SHORT PROBLEM >> Continue the text on tritype pairings, starting after its last sentence.

Two very compliant and other-oriented tritypes. They almost always check the approval of their surroundings. 126 is usually more active and decisive than 269, who in turn is more peaceful and unintrusive.


*The Extroverted Tritypes*
368 and 378

Those two archetypes are very assertive and it's very rare to see an introverted MBTI type indentifying with this tritype. 368 is the most agressive/combative and 378 is the most show-off and expansive.


*The Introverted Tritypes*
259 and 459

Two very passive and quiet archetypes. They need time to mingle with the crowd and don't seem to take up much space. 259 is the shyest and least assertive while 459 is the most introspective and sponge-like minded.


*The Down-To-Earth Tritypes*
136 and 369

Those two like concrete facts and are hard-working. They don't usually wander off into theoretical or unproven chit chat. 136 is the most productive and hardworking while 369 is the most balancing and harmonizing. 


*The Imaginative Tritypes*
459 and 479

Two archetypes that may have a hard time being in touch with reality. They are dreamy and whispy by nature.
459 is more melancholic, quiet contemplative, while 479 is the ethereal, magical optimist.


*The Robotic Tritypes*
135 and 359

Those guys have a hard time dealing with their inner self and emotions in general. They don't understand the need to analyze them. 135 is the coldest, emotionally-removed archetype while 359 is the best self-concealer.


*The Emotional Tritypes*
468 and 469

Those two tritypes are always reacting quite strongly to unfamiliar and suspicious events. They want emotional truth and consistency above all else. 468 is the most reactive and 469 is the most emotionally fragile.


*The Hedonistic Tritypes*
278 and 378

Two very exciteable archetypes who want the meet their needs in a fun and limitless way. They don't like criticism and need lotsa freedom. 278 is more seductive and amiable, while 378 is more openly self-centered and magnanimous.


*The Power-Hungry Tritypes*
258 and 358

Two very controlling and manipulative tritypes. They like to strategize in order to get the best outcome and feel powerful. 258 is the most guarded and protective one while 358 is the most efficient and steeled one.


*The Educational Tritypes*
126 and 127

Those two tritypes are very other-oriented and like to guide others in an inclusive and community-minded way. 126 is the most supportive and security-minded and 127 is the most cheerful and friendly one.


*The Investigative Tritypes*
135 and 145

These archetypes are prone to analyze and research a lot in order to uncover more information about a given field.
135 is the most technical and hard science one while 145 is the discoverer of new paths and most conceptual.

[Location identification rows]
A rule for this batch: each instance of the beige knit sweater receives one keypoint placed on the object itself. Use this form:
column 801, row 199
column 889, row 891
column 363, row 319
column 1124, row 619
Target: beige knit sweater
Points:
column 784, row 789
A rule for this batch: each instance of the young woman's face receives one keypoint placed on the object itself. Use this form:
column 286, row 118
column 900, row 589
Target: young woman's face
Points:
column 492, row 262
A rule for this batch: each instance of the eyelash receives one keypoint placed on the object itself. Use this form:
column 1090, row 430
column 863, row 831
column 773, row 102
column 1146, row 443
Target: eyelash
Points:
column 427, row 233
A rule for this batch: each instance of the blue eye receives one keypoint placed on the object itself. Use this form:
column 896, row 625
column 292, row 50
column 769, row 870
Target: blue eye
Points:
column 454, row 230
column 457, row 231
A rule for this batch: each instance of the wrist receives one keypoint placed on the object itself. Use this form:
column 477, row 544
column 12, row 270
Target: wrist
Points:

ANSWER TO THIS TASK >>
*The Innovative Tritypes*
137 and 147

Those two are very idealistic and perfectionnistic. They want things to be done in a certain way, in accordance to their own vision. 137 is more productive and efficient while 147 is the true idealist and non-conventional.


*The Helpful Tritypes*
259 and 269

Two very congenial and gentle archetypes. They like to help others and don't ask anything in return, very humble.
259 is more shy and introverted while 269 is a little more proactive and giving.


...Can't think of anything else atm...


----------



## AnneM (May 29, 2019)

Cool! Thanks! I've been trying to choose between 278 and 258.....they sound very different in your words. They almost seem like my light and dark sides. 258 is how I get when I spend too much time alone in my head. I swear, I don't want any power! Or do I....

When I am in tune with my extraverted side, I'm so 278. 

I only recently learned of tritypes. Any guiding tips? 



> The Hedonistic Tritypes
> 278 and 378
> 
> Two very exciteable archetypes who want the meet their needs in a fun and limitless way. They don't like criticism and need lotsa freedom. 278 is more seductive and amiable,
> ...


----------



## Karkino (May 25, 2017)

AnneM said:


> Cool! Thanks! I've been trying to choose between 278 and 258.....they sound very different in your words. They almost seem like my light and dark sides. 258 is how I get when I spend too much time alone in my head. I swear, I don't want any power! Or do I....
> 
> When I am in tune with my extraverted side, I'm so 278.
> 
> I only recently learned of tritypes. Any guiding tips?


Hey there! Thanks for your feedback!

Are you sure about your core type and wing? This is very important to be sure of it before attempting to guess tritype because it's really easy to mistype between archetypes (I'm one of the worst offendersroud.

258 and 278 are actually very different in terms of dealing with anxiety and seeking information.

258 people reject their own neediness the most out of all the tritypes and seek to harness information about the world and people in order to maintain control over it. This is a very complex and contrary tritype. Combining the warm qualities of the 2, the cold and detached personality of the 5 and the hot and assertive traits of the 8. Because of this ambiguity, they often feel the opposite of what they might portray to people, like trying to help someone in a forceful, domineering way. They are usually very good at reading people because of the 2 and 5 combination. They like to help but all still very guarded and can be moody depending on the situation.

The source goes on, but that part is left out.